→ DIRECTIONS
Restating the data exactly is the whole task.

→ DATA TO PROCESS
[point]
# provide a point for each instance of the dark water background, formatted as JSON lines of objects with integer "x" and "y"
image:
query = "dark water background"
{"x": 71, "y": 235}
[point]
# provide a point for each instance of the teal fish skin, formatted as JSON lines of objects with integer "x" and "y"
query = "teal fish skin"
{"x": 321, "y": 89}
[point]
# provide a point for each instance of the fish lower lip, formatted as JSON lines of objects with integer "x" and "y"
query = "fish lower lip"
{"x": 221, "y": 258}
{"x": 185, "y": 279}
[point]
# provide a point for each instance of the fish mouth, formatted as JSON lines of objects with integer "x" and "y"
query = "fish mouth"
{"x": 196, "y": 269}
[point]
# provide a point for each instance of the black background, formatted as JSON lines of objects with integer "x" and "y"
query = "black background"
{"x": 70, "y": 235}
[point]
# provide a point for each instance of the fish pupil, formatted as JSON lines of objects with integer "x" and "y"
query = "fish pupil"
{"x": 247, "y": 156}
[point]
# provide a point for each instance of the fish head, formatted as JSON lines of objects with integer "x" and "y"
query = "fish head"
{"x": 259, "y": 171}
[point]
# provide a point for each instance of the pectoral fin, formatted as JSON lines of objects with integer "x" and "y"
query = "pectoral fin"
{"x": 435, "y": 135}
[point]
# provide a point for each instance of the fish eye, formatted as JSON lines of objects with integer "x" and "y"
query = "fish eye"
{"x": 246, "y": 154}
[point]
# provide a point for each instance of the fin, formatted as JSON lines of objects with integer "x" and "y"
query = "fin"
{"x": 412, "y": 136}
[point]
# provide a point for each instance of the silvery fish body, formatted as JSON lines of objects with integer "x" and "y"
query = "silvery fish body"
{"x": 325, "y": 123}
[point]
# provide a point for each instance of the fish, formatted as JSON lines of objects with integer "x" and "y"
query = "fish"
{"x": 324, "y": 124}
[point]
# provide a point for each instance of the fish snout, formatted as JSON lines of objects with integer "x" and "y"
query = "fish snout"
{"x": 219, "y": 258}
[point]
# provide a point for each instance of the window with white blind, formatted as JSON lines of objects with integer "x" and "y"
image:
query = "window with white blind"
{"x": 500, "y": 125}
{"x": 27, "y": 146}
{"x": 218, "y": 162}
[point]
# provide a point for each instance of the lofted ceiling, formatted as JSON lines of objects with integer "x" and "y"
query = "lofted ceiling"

→ RESPONSE FOR THIS EXERCISE
[point]
# provide a point for each instance of the dark water background, formatted as JSON lines of objects with integer "x" and "y"
image:
query = "dark water background"
{"x": 71, "y": 235}
[point]
# provide a point for each instance of the teal fish skin, formatted as JSON lines of objects with integer "x" and "y"
query = "teal fish skin"
{"x": 321, "y": 89}
[point]
# provide a point for each instance of the fish lower lip, formatted as JSON lines of objects with integer "x" and "y"
query = "fish lower lip"
{"x": 221, "y": 258}
{"x": 185, "y": 279}
[point]
# provide a point for each instance of the fish mouth, formatted as JSON lines of objects with integer "x" and "y"
query = "fish mouth"
{"x": 196, "y": 269}
[point]
# provide a point for each instance of the black background, formatted as JSON lines of objects with integer "x" and "y"
query = "black background"
{"x": 70, "y": 235}
[point]
# provide a point for each instance of the fish pupil, formatted as JSON lines of objects with integer "x" and "y"
query = "fish pupil"
{"x": 247, "y": 156}
[point]
# provide a point for each instance of the fish head, formatted as JSON lines of objects with integer "x" and "y"
query = "fish head"
{"x": 259, "y": 171}
[point]
# provide a point for each instance of the pectoral fin, formatted as JSON lines of objects with integer "x" and "y"
query = "pectoral fin"
{"x": 435, "y": 135}
[point]
# provide a point for each instance of the fish eye, formatted as JSON lines of objects with integer "x" and "y"
query = "fish eye"
{"x": 246, "y": 154}
[point]
# provide a point for each instance of the fin, formatted as JSON lines of objects with integer "x" and "y"
query = "fin"
{"x": 412, "y": 136}
[point]
# provide a point for each instance of the silvery fish body, formatted as JSON lines of objects with integer "x" and "y"
query = "silvery fish body"
{"x": 325, "y": 123}
[point]
# provide a point for each instance of the fish, formatted as JSON lines of objects with integer "x" and "y"
query = "fish"
{"x": 324, "y": 124}
[point]
# provide a point for each instance of the fish snout, formatted as JSON lines of objects with integer "x" and "y"
query = "fish snout"
{"x": 219, "y": 258}
[point]
# provide a point for each instance of the window with white blind, formatted as JSON lines of objects with integer "x" and "y"
image:
query = "window with white blind"
{"x": 500, "y": 125}
{"x": 27, "y": 146}
{"x": 218, "y": 162}
[point]
# provide a point for each instance of the lofted ceiling, formatted as JSON lines of objects with integer "x" and "y"
query = "lofted ceiling"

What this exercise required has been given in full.